▶ To be done
Drop the pictures from the entries below, then reproduce the rest exactly.

▶ Supplied entries

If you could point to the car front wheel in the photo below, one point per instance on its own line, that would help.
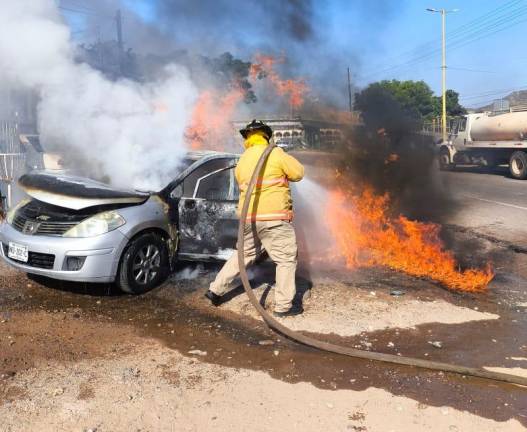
(144, 264)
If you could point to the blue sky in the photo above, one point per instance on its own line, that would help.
(399, 39)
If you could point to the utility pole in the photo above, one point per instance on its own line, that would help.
(349, 91)
(443, 13)
(120, 44)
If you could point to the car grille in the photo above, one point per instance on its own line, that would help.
(43, 228)
(35, 259)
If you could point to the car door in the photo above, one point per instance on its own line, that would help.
(207, 214)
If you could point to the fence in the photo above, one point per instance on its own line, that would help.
(12, 159)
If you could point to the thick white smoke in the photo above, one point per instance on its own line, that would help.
(131, 132)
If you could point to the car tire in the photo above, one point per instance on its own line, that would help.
(518, 165)
(444, 161)
(144, 264)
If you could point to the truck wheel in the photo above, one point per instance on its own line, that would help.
(518, 165)
(444, 161)
(144, 264)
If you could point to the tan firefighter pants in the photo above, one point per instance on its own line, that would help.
(278, 239)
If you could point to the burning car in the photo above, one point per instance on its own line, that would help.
(78, 229)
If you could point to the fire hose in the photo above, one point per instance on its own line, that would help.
(338, 349)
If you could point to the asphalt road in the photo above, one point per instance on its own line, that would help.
(492, 204)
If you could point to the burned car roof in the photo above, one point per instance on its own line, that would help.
(75, 192)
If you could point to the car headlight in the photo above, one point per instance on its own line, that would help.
(96, 225)
(11, 213)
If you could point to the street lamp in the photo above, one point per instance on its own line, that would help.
(443, 13)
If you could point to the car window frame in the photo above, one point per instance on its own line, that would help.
(199, 180)
(171, 187)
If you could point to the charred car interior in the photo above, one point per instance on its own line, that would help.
(77, 229)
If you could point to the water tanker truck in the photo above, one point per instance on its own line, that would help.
(488, 139)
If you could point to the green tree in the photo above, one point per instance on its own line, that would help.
(395, 105)
(414, 97)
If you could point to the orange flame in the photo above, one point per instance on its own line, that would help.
(294, 90)
(210, 123)
(366, 235)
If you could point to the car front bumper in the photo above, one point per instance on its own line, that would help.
(102, 254)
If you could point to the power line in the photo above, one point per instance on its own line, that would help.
(424, 48)
(469, 70)
(467, 35)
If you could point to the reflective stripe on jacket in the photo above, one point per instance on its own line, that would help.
(273, 195)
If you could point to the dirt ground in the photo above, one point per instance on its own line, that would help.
(78, 357)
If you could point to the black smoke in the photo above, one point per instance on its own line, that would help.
(389, 152)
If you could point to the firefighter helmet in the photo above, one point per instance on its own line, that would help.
(257, 125)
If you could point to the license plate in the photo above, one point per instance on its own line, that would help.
(17, 252)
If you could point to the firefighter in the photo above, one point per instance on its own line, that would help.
(268, 226)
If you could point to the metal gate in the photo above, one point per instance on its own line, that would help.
(12, 159)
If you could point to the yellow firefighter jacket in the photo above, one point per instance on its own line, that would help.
(271, 199)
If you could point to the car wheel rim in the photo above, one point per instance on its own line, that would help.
(146, 265)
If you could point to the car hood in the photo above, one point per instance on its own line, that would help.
(76, 193)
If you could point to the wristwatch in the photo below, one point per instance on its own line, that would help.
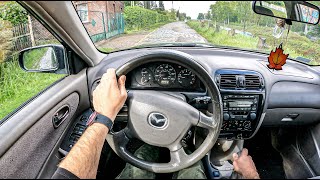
(95, 117)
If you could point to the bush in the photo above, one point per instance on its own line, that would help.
(296, 45)
(140, 18)
(5, 40)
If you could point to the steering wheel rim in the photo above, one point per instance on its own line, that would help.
(179, 159)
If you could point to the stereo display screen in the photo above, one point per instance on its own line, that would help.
(240, 103)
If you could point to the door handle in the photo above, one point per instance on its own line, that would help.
(60, 115)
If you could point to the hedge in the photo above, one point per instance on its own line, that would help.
(137, 18)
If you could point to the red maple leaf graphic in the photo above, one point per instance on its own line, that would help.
(277, 59)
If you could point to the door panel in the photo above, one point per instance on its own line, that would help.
(28, 140)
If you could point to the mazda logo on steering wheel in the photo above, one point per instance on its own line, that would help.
(157, 120)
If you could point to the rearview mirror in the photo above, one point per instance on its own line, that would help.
(47, 58)
(299, 11)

▶ Expected output
If you could point to the car front wheel in the photo below, one point per instance on its own line, that would help.
(144, 264)
If you could point to the blue sky in the photo above, one point per instance on its own line, that would help.
(399, 39)
If you could point to the utility pole in the photo above, one point per instance on its own line, that would help.
(349, 91)
(443, 13)
(120, 44)
If you could point to the car grille in the photo above, one point per instance on its own line, that would help.
(43, 228)
(35, 259)
If you could point to the car door in the photo above, one point per instance on its own line, that would help.
(207, 214)
If you could point to the fence in the photo above, one point per instance on its own line, that would help.
(12, 159)
If you could point to the thick white smoke in the photo above, one point per instance on its own line, that would help.
(131, 132)
If you could point to the car tire in the photo above, one point per instance on its own line, that would help.
(518, 165)
(444, 161)
(144, 264)
If you could point to the truck wheel in the photo above, one point per instance on its own line, that would help.
(518, 165)
(444, 161)
(144, 264)
If you could point to the tan firefighter pants in the photo above, one point per instance on its own line, that would help.
(278, 239)
If you could point to the burning car in the photo above, one point per instance on its own line, that would help.
(78, 229)
If you could point to the fire hose in the photo above, one point per instance on its own line, that would help.
(338, 349)
If you could point to the asphalt road in the photo above, one point per instance on its own line, that would help.
(492, 204)
If you could point to the burned car roof in the photo above, one point per instance on its own line, that would help.
(75, 192)
If you could point to the car headlight in the photo above, one point per instance on its own line, that would help.
(96, 225)
(11, 213)
If you could point to the street lamp in the photo above, one point per instance on its own line, that would help.
(443, 13)
If you could point to the car window frame in the photo above, one point per instance on its own line, that would help.
(199, 180)
(171, 187)
If you could point to the charred car interior in the photo above, one point per instance on its own line, that would help.
(77, 229)
If you could point to the water tanker truck in the photo above, one point per instance on its own line, that would help.
(488, 139)
If you could point to the green tree in the photo above, one point per instance on its own line, that would help.
(395, 105)
(414, 97)
If you could point to the orange flame in the photo above, one point per instance on its own line, that would help.
(294, 90)
(210, 123)
(366, 235)
If you could point to the car front bumper in the photo above, one point per instance on its own line, that would help.
(102, 254)
If you could point to the power line in the photo above, one point per instance on its own line, that would help.
(424, 48)
(469, 70)
(467, 35)
If you could point to the reflective stripe on jacket in the photo above, one point per instance on its own line, that would help.
(273, 195)
If you could point to the dirt ground in the photo above, one point per instance on its own line, that would help.
(78, 357)
If you could point to the black smoke in the photo above, one point per instance on its own line, that would help.
(389, 152)
If you could point to the firefighter helmet in the photo above, one point per instance on its own line, that would help.
(257, 125)
If you could point to the license plate in the photo above, one point per instance on its own line, that would help.
(17, 252)
If you could point to the firefighter in the photo above, one point per instance on its own line, that would help.
(268, 226)
If you could point to the metal gate in the photo above, one point per instance on its own line, that would help.
(12, 159)
If you could point to the yellow firefighter jacket in the photo above, one point per instance on its own line, that would help.
(271, 199)
If you could point to the car wheel rim in the photo above, one point per instance on its own line, that would help.
(146, 265)
If you could point to the car hood in the photo above, one point per instance on its own line, that would help.
(76, 193)
If you could point to the wristwatch in the photo below, one point per instance on its own line, that would help.
(95, 117)
If you could point to the bush in the photo above, one point per instance on its own line, that would help.
(296, 45)
(140, 18)
(5, 40)
If you could point to the steering wheel rim in the photo above, one point per instance on its own line, that would help.
(179, 159)
If you could point to the stereo display screen in the photo above, one point per instance on its own line, that would help.
(240, 103)
If you could point to the door handle in the photo above, one point per instance on its own line, that would help.
(60, 115)
If you could point to the hedge in the photo above, one point per instance on its own line, that would help.
(137, 18)
If you could point to the red maple leaf graphic in the photo above, one point per instance on its own line, that would help.
(277, 59)
If you could point to the door panel in the photo above, one point per instance on its own line, that would help.
(28, 140)
If you could point to the mazda logo on steering wheel in the photo above, one point per instance on its own line, that would help.
(157, 120)
If you could point to the rearview mirror in the photo above, one point per instance on its own line, that would help.
(47, 58)
(299, 11)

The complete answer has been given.